## [INSTRUCTIONS TO FOLLOW]
Which lines of the data hold the word "vineyard"? Copy all of them.

Referring expression data
┏━━

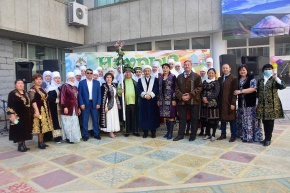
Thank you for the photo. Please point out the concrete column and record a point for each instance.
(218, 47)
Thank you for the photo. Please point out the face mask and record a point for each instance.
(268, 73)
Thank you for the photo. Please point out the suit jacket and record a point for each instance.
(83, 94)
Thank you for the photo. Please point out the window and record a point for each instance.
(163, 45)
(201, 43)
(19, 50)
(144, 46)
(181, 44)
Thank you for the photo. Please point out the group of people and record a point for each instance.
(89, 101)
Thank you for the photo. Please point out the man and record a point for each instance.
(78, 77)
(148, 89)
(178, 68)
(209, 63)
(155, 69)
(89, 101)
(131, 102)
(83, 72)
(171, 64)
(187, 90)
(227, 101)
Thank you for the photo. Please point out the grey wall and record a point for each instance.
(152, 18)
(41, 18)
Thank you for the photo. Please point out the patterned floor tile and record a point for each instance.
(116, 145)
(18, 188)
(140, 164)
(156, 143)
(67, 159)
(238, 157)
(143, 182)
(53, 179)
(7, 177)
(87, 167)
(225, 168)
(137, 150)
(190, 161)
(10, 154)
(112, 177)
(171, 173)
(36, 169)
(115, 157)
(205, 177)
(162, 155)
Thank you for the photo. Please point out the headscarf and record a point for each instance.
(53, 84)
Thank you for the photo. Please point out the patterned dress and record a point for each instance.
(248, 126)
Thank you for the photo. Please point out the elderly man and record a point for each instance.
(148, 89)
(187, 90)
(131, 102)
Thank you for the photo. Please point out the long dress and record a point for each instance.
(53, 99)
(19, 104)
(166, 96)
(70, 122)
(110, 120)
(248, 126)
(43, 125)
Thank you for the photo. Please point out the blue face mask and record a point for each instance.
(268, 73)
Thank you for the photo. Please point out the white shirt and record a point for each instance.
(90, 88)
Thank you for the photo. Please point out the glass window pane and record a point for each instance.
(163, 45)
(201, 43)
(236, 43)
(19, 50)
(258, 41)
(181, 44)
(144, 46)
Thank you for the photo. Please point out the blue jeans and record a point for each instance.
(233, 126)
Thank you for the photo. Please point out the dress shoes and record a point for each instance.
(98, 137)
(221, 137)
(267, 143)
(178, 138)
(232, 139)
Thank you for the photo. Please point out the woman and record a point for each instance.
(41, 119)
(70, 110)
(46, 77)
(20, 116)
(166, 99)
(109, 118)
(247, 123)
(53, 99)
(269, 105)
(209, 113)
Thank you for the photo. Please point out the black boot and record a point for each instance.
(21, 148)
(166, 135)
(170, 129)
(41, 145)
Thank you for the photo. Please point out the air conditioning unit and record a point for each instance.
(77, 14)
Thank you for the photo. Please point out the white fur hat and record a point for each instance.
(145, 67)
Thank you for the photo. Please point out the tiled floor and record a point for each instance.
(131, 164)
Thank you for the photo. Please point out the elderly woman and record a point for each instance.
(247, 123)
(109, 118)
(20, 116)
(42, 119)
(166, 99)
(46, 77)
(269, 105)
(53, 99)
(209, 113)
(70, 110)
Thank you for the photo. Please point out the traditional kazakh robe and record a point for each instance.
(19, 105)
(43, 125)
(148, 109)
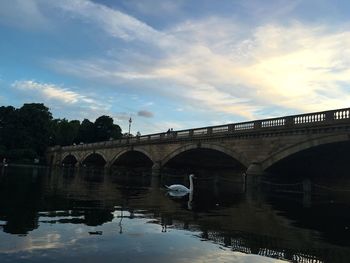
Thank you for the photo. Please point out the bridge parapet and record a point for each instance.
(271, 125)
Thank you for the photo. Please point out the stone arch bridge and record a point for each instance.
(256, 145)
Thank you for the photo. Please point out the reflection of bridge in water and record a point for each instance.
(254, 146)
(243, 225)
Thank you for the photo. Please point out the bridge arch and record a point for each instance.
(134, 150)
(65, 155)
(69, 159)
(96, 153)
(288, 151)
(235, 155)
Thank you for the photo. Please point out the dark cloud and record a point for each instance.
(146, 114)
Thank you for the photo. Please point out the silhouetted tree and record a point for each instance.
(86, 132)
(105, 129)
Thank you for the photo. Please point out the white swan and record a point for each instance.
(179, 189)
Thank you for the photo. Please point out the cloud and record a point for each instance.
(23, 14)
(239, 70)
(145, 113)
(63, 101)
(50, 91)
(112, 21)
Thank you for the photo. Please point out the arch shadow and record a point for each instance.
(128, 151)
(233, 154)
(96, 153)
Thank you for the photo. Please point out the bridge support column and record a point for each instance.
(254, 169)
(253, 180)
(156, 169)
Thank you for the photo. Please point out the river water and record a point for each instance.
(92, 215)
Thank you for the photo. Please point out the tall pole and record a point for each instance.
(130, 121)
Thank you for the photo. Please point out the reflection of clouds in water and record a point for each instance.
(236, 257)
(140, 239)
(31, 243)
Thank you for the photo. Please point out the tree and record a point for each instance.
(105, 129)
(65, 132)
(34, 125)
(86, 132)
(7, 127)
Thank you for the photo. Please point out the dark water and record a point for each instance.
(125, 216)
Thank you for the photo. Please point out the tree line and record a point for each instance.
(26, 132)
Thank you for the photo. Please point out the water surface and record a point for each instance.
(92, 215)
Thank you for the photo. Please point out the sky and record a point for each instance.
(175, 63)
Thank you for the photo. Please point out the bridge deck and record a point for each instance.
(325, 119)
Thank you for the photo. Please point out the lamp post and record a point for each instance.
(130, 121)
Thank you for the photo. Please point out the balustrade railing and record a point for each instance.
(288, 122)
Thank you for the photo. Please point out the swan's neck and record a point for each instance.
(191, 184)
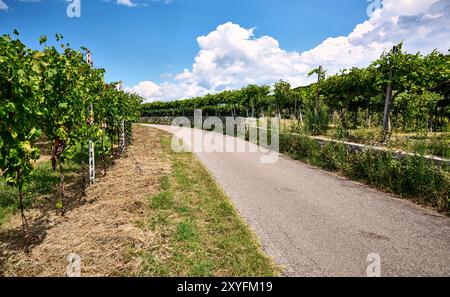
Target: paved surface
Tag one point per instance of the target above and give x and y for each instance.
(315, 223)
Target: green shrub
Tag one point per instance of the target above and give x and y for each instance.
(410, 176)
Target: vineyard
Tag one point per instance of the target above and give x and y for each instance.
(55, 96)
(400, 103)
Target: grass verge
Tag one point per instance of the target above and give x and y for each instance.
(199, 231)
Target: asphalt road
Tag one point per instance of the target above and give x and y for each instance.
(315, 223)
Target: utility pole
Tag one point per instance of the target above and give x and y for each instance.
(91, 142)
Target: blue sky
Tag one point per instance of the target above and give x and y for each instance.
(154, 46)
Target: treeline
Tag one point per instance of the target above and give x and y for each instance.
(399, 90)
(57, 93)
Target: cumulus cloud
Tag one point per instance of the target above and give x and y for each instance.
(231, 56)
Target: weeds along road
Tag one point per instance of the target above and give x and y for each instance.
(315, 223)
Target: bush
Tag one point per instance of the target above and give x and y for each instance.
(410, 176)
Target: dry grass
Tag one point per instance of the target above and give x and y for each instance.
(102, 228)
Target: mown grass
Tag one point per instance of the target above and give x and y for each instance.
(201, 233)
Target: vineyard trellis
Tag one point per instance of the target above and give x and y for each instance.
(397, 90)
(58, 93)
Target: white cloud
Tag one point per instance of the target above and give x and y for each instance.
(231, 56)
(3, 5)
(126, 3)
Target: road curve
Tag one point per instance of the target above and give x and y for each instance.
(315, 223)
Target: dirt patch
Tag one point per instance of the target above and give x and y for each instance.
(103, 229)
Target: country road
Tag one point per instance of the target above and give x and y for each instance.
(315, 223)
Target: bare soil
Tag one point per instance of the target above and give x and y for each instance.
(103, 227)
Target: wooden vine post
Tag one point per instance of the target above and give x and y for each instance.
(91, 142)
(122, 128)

┗━━

## [TASK RESULT]
Target: vineyard
Target: vineyard trellis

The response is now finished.